◆ **Exercise details**
Rewrite all of the material that follows, substituting "whole-number pairs" for every occurrence of "integer pairs" and leaving everything else unchanged.

################

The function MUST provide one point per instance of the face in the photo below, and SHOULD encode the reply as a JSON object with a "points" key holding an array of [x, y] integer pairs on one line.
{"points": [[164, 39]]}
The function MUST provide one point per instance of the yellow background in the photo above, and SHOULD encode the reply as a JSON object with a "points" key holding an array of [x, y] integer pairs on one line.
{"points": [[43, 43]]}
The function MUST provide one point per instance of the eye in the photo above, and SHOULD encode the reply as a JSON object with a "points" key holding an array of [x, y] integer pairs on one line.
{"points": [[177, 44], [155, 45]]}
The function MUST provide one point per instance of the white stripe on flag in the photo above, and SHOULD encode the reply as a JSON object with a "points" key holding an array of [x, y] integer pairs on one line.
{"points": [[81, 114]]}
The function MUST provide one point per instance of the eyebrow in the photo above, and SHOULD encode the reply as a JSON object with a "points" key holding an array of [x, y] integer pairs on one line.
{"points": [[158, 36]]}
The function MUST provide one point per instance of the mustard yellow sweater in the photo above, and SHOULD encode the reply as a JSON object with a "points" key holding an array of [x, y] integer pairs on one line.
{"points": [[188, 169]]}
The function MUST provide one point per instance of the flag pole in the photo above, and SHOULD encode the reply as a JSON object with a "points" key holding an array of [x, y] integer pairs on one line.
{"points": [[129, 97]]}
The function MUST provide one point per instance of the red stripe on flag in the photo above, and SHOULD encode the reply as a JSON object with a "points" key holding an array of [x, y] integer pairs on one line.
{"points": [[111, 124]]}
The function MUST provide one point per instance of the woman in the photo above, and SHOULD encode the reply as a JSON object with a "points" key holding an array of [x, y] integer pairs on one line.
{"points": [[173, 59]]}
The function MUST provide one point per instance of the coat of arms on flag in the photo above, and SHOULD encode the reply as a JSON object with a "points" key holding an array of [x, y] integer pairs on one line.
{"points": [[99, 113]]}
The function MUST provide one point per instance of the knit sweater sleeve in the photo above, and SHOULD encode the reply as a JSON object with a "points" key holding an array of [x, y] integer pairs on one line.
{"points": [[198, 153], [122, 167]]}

################

◆ **Reply**
The function MUST provide one point per instance of the face in the photo below, and SHOULD encode the reply as a JSON object with a "points" key holding an array of [x, y] whole-number pairs on one line.
{"points": [[164, 39]]}
The function MUST provide one point per instance of the yellow background in the photo above, and SHOULD encode the reply as a JSON object with a "points" key holding an array of [x, y] whole-number pairs on one line.
{"points": [[43, 43]]}
The function MUST provide one point per instance of the eye in the photo above, and SHOULD encode the reply as a JSON object with a "points" key holding an array of [x, y] whole-number pairs on one line.
{"points": [[177, 44], [155, 45]]}
The function MUST provide one point per instance of the white stripe on flag in the photo above, and SHOULD encode the reply as a JSON object with a "points" key holding an array of [x, y] whole-number pairs on one line.
{"points": [[81, 114]]}
The function MUST provide one point per instance of the eyebrow in the photo above, and SHOULD encode the reply as a JSON object with a "points" key holding an array of [x, y] whole-number pairs on one line.
{"points": [[158, 36]]}
The function MUST provide one point per instance of the mustard yellow sweater in the photo above, and SHOULD encode the reply as a JSON object with a "points" key holding an array of [x, y] whole-number pairs on one line.
{"points": [[188, 169]]}
The function MUST provide one point per instance of the flag pole in the photo above, and SHOULD encode the reply as a JSON object with a "points" key holding an array of [x, y] whole-number pairs on one line.
{"points": [[129, 97]]}
The function MUST provide one point per instance of the red stripe on flag in the photo above, and SHOULD encode the reply as a JSON object with a "points" key holding an array of [x, y] whole-number pairs on one line.
{"points": [[111, 124]]}
The function MUST provide one point per instance of the woman in the photo above, and SHOULD encode the reply as a JSON object with a "points" key holding an array of [x, y] whole-number pairs on one line.
{"points": [[173, 59]]}
The function MUST provide one point per instance of the coat of arms on flag in the photo above, and SHOULD encode the reply as a JSON object with a "points" key holding an array of [x, y] whole-number pairs on one line.
{"points": [[99, 113]]}
The function MUST provide one point per instance of the knit sweater sleeve in the photo above, and SHOULD encode the reply as a JSON object with a "points" key holding an array of [x, y] whole-number pairs on one line.
{"points": [[198, 153], [122, 167]]}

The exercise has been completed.